*** Begin section ***
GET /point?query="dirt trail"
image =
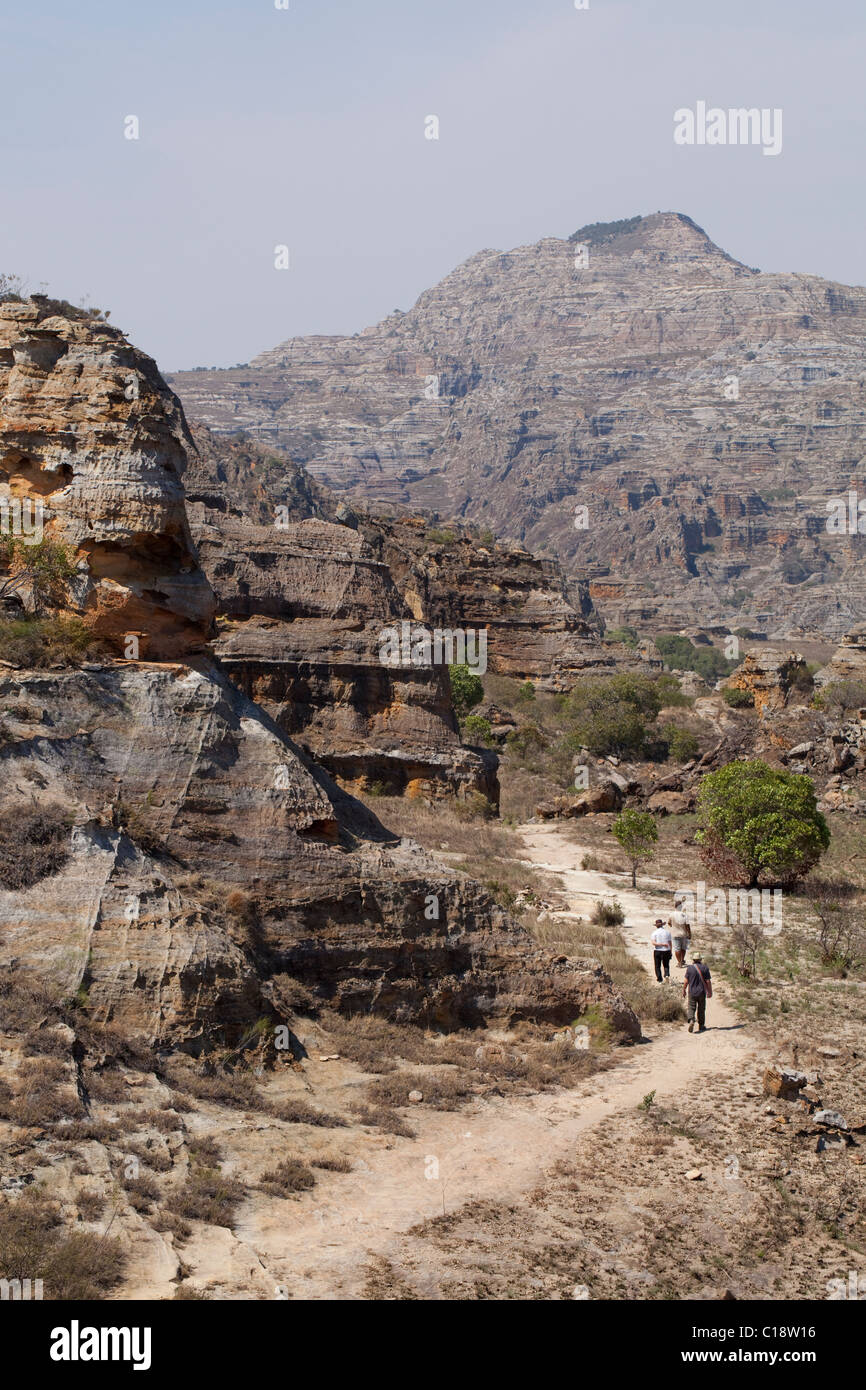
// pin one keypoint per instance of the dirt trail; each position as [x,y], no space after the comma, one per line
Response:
[496,1150]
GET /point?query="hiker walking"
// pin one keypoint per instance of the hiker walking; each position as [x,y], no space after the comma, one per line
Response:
[660,950]
[698,983]
[681,933]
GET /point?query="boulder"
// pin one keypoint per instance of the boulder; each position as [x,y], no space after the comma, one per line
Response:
[783,1084]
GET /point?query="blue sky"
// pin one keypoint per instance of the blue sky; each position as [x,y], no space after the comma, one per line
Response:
[262,127]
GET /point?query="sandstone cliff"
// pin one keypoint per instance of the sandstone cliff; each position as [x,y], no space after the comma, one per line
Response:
[92,437]
[167,849]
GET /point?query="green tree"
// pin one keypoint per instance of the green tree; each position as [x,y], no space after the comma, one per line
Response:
[761,823]
[43,569]
[466,690]
[609,715]
[637,833]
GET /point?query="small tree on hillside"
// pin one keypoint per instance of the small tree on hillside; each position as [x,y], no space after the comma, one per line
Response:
[466,690]
[637,833]
[42,570]
[761,823]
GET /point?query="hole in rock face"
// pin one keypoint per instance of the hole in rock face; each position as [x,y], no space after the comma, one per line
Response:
*** End section ***
Write out the records exactly. Do not carry the pictures over.

GET /point?query="dirt trail"
image =
// pin one keypoint per instance of the dirt trail; each position as [x,y], no space after the comma, one per line
Response:
[496,1150]
GET /point?query="hiker walking"
// pin one keypoint per instance of the hiker walking; each position as [x,y], no space after the comma, one per line
Response:
[660,950]
[698,983]
[681,933]
GET /point?query="boulder"
// pin one keypoint per instance of the boulder; each position as [x,y], no space after the comma, one per line
Response:
[783,1084]
GET /point?query="blue sky"
// pin one keypoint per instance of the blue sky; each position as [x,y], no space after the comma, one per line
Response:
[262,127]
GET /point?query="sandstone cliff"
// pin one keypoint per instance of the sandstone cliff; each position as [x,y], no space after the comma, one per line
Response:
[92,437]
[167,849]
GET /point?query="green tree"
// pin one keypoint per instance of the green tree; each position as [x,y], no space after the comma, one per line
Response:
[761,823]
[43,569]
[466,690]
[609,715]
[637,833]
GET /point?query="small tree on hillside"
// pin one keypoint per instance of the small tree on hillside; each position as [x,y], no space after the comma, one per line
Response:
[466,690]
[637,833]
[42,570]
[761,823]
GET /point?query="hole in rock face"
// pin one keypoint per instance of the hole in rock face; each position as [x,y], no space after the comma, one per line
Response:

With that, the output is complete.